--- START QUOTED PASSAGE ---

Solved – Ljung-Box Statistics for ARIMA residuals in R: confusing test results

arimarresidualsstatistical significancetime series

I have a time series I am trying to forecast, for which I have used the seasonal ARIMA(0,0,0)(0,1,0)[12] model (=fit2). It is different from what R suggested with auto.arima (R calculated ARIMA(0,1,1)(0,1,0)[12] would be a better fit, I named it fit1). However, in the last 12 months of my time series my model (fit2) seems to be a better fit when adjusted (it was chronically biased, I have added the residual mean and the new fit seems to sit more snugly around the original time series. Here is the example of the last 12 months and MAPE for 12 most recent months for both fits:

fit1, fit2 and original data

The time series looks like this:

original time series

So far so good. I have performed residual analysis for both models, and here is the confusion.

The acf(resid(fit1)) looks great, very white-noisey:

acf of fit1

However, Ljung-Box test doesn't look good for , for instance, 20 lags:

    Box.test(resid(fit1),type="Ljung",lag=20,fitdf=1)

I get the following results:

    X-squared = 26.8511, df = 19, p-value = 0.1082

To my understanding, this is the confirmation that the residuals are not independent ( p-value is too big to stay with the Independence Hypothesis).

However, for lag 1 everything is great:

    Box.test(resid(fit1),type="Ljung",lag=1,fitdf=1)

--- END QUOTED PASSAGE ---
--- START DATA EXTRACT ---

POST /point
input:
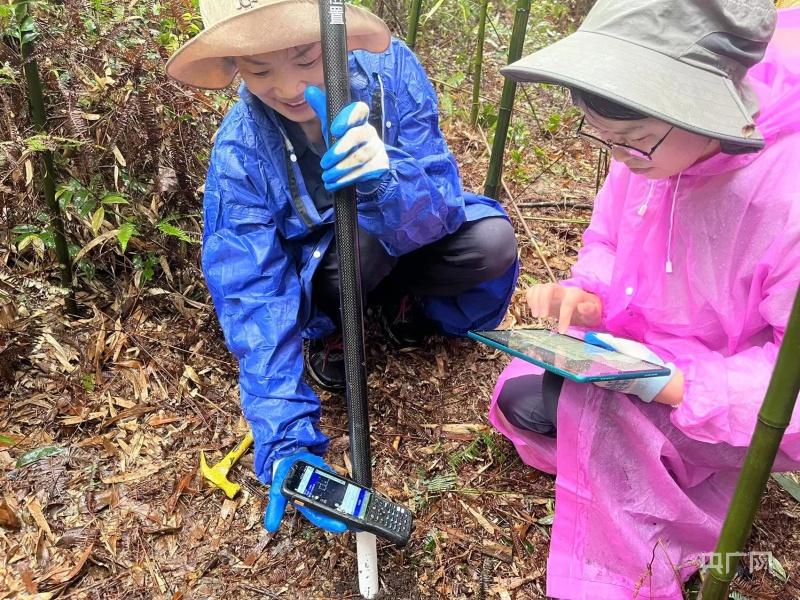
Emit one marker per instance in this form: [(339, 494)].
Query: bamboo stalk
[(38, 113), (556, 204), (478, 63), (506, 101), (773, 418), (413, 23), (521, 217), (558, 220)]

--- END DATA EXTRACT ---

#### STATED EXERCISE
Extend the forum post on Ljung-Box tests for ARIMA residuals, picking up right after its final line.

#### EXERCISE OUTPUT
gives me the result:

    X-squared = 0.3512, df = 0, p-value < 2.2e-16

Either I am not understanding the test, or it is slightly contradicting to what I see on the acf plot. The autocorrelation is laughably low.

Then I checked fit2. The autocorrelation function looks like this:

acf fit2

Despite such obvious autocorrelation at several first lags, the Ljung-Box test gave me much better results at 20 lags, than fit1:

    Box.test(resid(fit2),type="Ljung",lag=20,fitdf=0)

results in :

    X-squared = 147.4062, df = 20, p-value < 2.2e-16

whereas just checking autocorrelation at lag1, also gives me the confirmation of the null-hypothesis!

    Box.test(resid(arima2.fit),type="Ljung",lag=1,fitdf=0)
    X-squared = 30.8958, df = 1, p-value = 2.723e-08 

Am I understanding the test correctly? The p-value should be preferrably smaller than 0.05 in order to confirm the null hypothesis of residuals independence. Which fit is better to use for forecasting, fit1 or fit2?

Additional info: residuals of fit1 display normal distribution, those of fit2 do not.

Best Answer

You've interpreted the test wrong. If the p value is greater than 0.05 then the residuals are independent which we want for the model to be correct. If you simulate a white noise time series using the code below and use the same test for it then the p value will be greater than 0.05.

m = c(ar, ma)
w = arima.sim(m, 120)
w = ts(w)
plot(w)
Box.test(w, type="Ljung-Box")